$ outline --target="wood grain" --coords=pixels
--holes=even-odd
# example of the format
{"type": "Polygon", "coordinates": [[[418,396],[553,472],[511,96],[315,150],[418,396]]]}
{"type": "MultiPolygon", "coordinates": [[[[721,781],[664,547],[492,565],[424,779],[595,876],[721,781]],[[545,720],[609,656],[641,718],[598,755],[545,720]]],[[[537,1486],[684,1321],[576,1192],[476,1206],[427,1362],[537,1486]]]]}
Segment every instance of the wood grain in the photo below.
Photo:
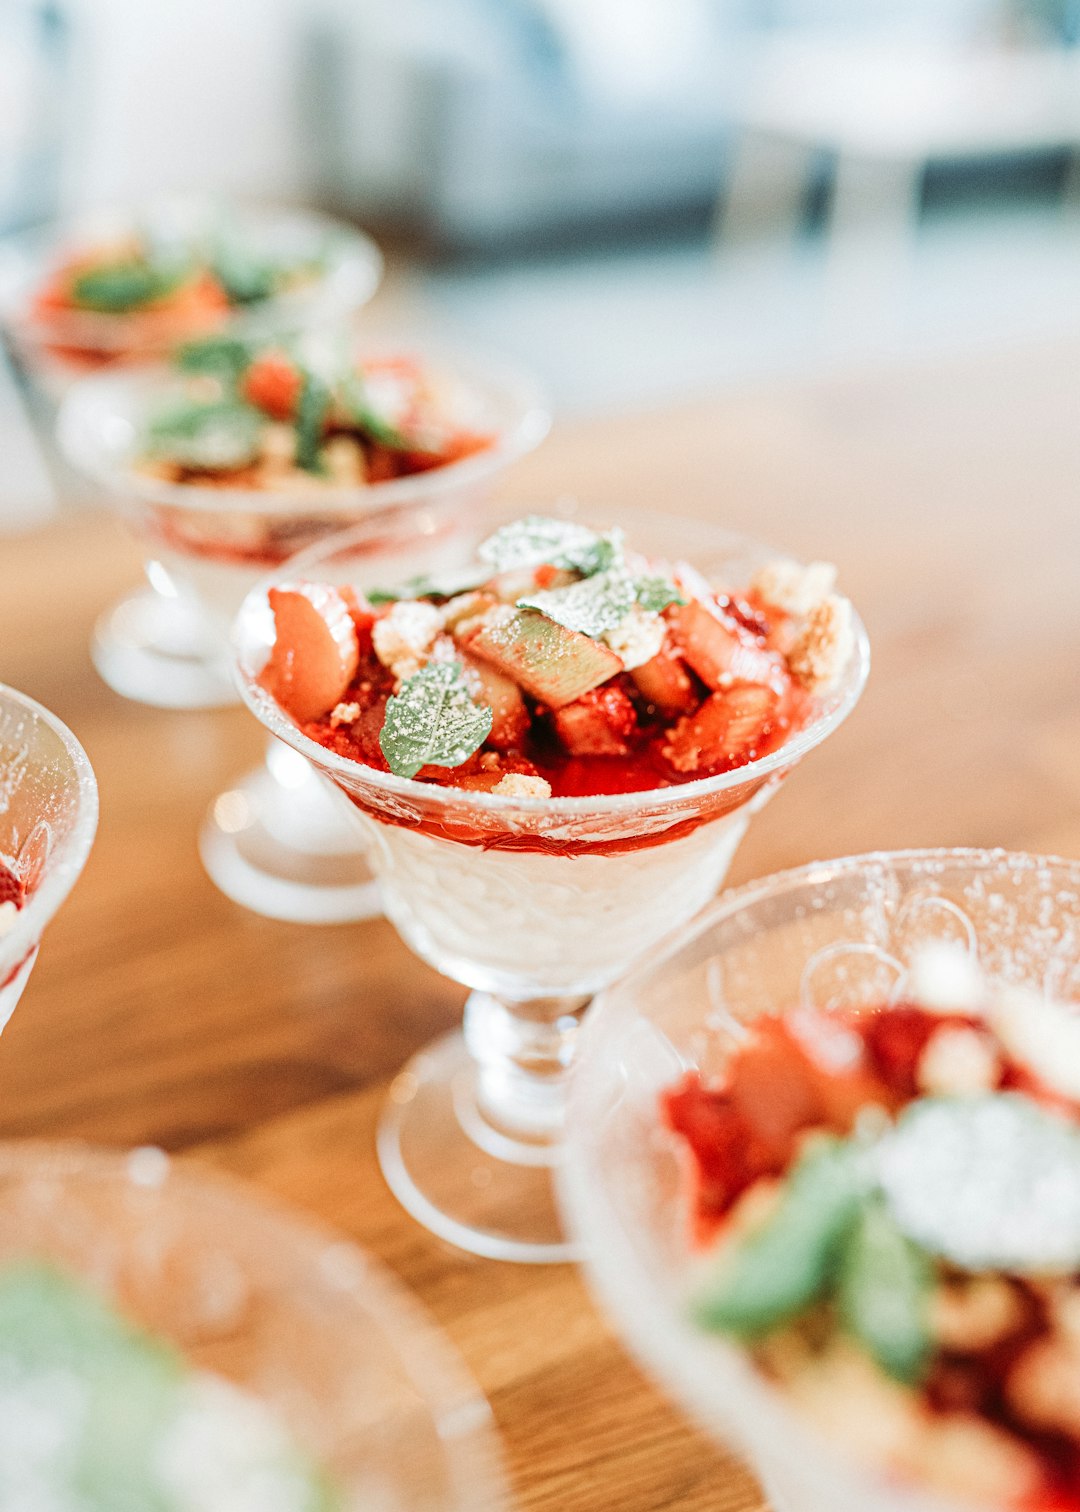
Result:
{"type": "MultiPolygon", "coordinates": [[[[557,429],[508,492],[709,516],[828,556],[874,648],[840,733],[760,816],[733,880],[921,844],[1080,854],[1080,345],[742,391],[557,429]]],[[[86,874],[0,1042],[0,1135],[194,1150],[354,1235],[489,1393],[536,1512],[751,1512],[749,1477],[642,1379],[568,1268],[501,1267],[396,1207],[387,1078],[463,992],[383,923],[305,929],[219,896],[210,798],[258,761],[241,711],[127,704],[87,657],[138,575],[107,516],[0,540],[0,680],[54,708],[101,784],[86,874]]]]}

■ **TASK TO CARRY OUT**
Please reproduce exactly, and nothing more, the lines from the one containing "--holes=even-odd" through the last line of the entries, both included; pictures stay out.

■ **ANSWER**
--holes=even-odd
# example of the format
{"type": "Polygon", "coordinates": [[[418,396],[553,472],[511,96],[315,150],[418,396]]]}
{"type": "MultiPolygon", "coordinates": [[[[721,781],[664,547],[492,565],[424,779],[595,876],[721,781]],[[545,720],[609,656],[641,718],[598,755],[545,720]]],[[[537,1486],[684,1321],[576,1192],[476,1206],[427,1362],[537,1486]]]]}
Segment every instance of the wood grain in the photo below.
Photo:
Result:
{"type": "MultiPolygon", "coordinates": [[[[557,429],[508,492],[709,516],[828,556],[874,648],[840,733],[760,816],[733,880],[921,844],[1080,854],[1080,345],[742,391],[557,429]]],[[[86,874],[0,1042],[0,1135],[194,1150],[354,1235],[489,1393],[536,1512],[751,1512],[749,1477],[642,1379],[568,1268],[501,1267],[396,1207],[387,1078],[463,992],[383,923],[305,929],[219,896],[210,798],[258,761],[241,711],[127,704],[87,657],[138,575],[107,516],[0,540],[0,680],[54,708],[101,784],[86,874]]]]}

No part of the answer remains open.